# Passage shown start

Monthly Archives: genièr 2014

Catholic Schools Week at St. Margaret School

Attached is a listing of events taking place at St. Margaret School in Lowell during Catholic Schools Week. I urge you to go to at least one of these activities.

Tours: Call St. Margaret School at 486 Stevens Street (Telephone 978-453-8491) for information on the school. FAX at 978-453-1358. The Extended Day Program is at 978-458-7870.

On-line Address is

Sister Lori Fleming, SND is the Principal and would be happy to speak with you.

The School Motto is, « It is good for us to be here. »

The theme for National Catholic Schools Week 2014 is… »Catholic Schools: Communities of Faith, Knowledge, and Service. » According the National Catholic Educational Association (NCEA) President Karen Ristau says, « Faith, knowledge and service are three measures by which any Catholic school can and shoud be judged. »

The new logo features a swirl of colors interacting around a cross, which is at the center of all Catholic education.

St. Margaret School plans a BINGO for Books on Tuesday, January 28, 2014 at John J. Nangle Hall at St. Margaret School. Doors open at 5:30PM for pizza. Bingo games run from 6PM to 7:30PM. Tickets for BINGO for Books may be reserved by calling Danielle Caron at 978-453-8491 ext. 13 during regular school hours. Tickets are 5.00 dollars per person.

# Passage shown end
# Information supplied start

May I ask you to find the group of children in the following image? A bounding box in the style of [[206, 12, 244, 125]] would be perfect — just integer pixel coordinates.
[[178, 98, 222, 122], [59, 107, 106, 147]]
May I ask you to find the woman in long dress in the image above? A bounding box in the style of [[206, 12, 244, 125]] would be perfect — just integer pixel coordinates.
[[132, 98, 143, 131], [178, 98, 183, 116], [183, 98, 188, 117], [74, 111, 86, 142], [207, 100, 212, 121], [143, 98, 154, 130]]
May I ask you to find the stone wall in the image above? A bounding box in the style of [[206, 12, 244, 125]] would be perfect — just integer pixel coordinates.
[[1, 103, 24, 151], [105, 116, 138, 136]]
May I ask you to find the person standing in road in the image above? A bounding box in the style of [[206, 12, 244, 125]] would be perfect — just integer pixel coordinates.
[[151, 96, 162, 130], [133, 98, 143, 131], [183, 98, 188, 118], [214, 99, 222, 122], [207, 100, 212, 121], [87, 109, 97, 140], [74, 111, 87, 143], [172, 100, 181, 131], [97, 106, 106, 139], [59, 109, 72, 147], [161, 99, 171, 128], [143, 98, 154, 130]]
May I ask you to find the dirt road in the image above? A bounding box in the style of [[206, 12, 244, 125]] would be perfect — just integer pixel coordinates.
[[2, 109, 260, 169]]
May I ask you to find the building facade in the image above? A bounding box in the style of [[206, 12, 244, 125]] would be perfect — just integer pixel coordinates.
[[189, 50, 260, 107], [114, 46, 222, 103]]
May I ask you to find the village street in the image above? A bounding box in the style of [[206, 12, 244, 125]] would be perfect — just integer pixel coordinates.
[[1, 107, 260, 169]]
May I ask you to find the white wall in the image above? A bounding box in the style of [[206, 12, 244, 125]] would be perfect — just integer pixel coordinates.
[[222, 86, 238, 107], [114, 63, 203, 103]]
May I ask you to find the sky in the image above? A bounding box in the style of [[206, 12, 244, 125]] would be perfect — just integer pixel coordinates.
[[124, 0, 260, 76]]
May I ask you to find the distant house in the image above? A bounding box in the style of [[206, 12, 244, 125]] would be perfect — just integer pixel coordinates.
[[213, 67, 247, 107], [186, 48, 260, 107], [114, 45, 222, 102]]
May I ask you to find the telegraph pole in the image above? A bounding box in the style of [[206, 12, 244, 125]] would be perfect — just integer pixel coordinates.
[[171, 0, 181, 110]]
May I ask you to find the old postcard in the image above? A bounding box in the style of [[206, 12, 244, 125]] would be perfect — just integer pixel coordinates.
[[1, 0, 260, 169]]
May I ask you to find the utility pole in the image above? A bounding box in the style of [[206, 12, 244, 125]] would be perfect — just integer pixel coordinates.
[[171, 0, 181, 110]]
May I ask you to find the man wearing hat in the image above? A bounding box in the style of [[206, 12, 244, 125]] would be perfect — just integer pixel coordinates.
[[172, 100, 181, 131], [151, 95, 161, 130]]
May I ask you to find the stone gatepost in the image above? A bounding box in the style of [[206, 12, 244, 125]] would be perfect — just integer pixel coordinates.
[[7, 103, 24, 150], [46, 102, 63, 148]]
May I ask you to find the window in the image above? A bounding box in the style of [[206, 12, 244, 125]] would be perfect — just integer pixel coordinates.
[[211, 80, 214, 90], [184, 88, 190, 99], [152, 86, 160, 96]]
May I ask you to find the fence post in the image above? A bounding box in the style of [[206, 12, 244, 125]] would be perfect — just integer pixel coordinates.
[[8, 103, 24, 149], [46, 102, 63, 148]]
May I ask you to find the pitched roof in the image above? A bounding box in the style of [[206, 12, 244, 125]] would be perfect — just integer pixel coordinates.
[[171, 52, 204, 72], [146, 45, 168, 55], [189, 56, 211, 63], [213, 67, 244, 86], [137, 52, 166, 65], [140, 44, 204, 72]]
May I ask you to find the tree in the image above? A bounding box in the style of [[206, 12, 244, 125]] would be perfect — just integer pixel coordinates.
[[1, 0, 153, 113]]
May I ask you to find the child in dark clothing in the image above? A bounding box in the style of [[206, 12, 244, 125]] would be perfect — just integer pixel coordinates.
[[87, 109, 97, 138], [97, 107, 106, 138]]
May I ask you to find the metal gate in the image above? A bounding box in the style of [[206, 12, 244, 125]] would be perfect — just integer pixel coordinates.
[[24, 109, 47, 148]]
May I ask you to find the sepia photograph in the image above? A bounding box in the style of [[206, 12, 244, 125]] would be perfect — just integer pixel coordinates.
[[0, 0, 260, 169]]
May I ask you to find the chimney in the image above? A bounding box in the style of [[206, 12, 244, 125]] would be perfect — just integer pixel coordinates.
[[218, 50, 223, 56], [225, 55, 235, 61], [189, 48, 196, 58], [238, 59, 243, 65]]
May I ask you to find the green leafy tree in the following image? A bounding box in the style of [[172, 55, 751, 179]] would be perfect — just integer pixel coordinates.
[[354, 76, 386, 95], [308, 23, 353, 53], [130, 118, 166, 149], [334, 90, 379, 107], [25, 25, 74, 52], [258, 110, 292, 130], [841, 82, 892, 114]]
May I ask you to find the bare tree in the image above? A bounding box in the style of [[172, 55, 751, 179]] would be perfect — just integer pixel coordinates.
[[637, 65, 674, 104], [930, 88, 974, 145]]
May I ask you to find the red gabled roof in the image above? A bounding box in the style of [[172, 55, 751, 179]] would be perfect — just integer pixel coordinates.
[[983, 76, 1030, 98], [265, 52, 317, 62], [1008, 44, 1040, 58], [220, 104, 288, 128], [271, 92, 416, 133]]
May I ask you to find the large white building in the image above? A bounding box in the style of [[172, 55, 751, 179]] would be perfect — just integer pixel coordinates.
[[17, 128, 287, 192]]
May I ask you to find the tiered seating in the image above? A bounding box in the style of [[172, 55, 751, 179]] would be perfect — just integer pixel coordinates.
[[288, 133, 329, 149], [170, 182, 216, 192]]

# Information supplied end
# Information supplied start

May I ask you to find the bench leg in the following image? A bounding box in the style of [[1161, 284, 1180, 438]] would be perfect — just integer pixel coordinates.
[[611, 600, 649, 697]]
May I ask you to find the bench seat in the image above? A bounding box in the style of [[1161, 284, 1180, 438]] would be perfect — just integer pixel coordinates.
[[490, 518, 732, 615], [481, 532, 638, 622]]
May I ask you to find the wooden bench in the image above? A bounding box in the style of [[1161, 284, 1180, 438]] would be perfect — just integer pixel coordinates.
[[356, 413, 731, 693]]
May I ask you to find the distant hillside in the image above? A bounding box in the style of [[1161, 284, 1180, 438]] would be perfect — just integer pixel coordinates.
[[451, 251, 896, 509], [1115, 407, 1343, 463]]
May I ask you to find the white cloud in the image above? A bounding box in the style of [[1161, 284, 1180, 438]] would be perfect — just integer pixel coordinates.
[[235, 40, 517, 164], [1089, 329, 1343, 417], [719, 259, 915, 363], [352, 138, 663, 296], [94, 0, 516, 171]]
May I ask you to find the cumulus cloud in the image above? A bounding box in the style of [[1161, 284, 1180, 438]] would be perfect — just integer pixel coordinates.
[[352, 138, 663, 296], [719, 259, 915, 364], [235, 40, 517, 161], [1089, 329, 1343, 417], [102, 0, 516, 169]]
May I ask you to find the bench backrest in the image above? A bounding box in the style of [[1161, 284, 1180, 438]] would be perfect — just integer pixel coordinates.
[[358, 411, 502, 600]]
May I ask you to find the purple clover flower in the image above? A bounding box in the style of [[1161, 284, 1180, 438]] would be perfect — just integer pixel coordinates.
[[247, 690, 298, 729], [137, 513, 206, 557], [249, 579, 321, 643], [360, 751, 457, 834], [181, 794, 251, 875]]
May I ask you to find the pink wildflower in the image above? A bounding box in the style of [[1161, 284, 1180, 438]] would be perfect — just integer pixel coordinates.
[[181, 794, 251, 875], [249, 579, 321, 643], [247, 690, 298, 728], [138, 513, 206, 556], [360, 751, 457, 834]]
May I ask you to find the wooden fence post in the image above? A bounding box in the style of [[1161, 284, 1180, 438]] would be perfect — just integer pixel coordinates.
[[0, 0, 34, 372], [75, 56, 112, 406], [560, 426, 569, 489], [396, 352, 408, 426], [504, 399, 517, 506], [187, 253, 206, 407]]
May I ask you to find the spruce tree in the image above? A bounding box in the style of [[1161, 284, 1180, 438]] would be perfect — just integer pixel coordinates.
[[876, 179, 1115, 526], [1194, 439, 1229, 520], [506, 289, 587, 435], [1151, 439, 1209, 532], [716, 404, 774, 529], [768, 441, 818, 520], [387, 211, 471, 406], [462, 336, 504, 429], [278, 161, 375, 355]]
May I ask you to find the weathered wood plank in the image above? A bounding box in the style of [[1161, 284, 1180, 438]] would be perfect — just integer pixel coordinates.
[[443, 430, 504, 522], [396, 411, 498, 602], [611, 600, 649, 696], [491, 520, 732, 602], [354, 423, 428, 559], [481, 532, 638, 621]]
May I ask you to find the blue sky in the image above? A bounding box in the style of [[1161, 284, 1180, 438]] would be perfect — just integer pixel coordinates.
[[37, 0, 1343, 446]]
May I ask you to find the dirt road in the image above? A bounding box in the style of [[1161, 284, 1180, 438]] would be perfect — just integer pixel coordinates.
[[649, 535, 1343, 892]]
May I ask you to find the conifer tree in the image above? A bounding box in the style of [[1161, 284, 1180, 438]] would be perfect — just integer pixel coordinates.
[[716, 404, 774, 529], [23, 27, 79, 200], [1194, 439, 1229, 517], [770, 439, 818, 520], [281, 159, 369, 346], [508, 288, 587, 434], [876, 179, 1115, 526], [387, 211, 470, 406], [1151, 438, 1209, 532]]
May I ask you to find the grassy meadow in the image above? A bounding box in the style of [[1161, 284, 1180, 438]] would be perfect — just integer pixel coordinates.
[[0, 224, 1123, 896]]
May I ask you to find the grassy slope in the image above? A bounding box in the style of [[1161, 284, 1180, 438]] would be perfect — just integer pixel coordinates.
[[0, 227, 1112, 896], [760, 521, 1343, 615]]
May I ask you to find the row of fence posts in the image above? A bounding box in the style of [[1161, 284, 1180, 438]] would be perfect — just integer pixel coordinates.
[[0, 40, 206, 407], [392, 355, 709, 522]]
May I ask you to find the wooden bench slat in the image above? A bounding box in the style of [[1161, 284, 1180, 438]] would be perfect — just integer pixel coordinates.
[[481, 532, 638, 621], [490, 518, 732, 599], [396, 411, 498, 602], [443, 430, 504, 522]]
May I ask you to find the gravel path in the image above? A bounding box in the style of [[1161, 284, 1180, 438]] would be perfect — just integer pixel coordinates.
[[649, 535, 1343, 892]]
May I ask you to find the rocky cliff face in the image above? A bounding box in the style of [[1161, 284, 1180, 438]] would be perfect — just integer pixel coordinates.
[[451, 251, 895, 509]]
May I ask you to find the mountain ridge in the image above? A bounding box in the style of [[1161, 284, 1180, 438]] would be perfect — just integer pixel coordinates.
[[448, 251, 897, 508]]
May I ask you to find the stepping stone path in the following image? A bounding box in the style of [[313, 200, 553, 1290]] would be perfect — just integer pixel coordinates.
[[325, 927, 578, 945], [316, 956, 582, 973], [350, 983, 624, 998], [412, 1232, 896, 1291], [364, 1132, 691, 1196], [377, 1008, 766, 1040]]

# Information supplied end

# [What is required]
Render this sentence from the Catholic Schools Week post in Spanish: "The new logo features a swirl of colors interacting around a cross, which is at the center of all Catholic education."

# [Solution for this exercise]
El nuevo logotipo presenta un remolino de colores que interactúan alrededor de una cruz, la cual está en el centro de toda la educación católica.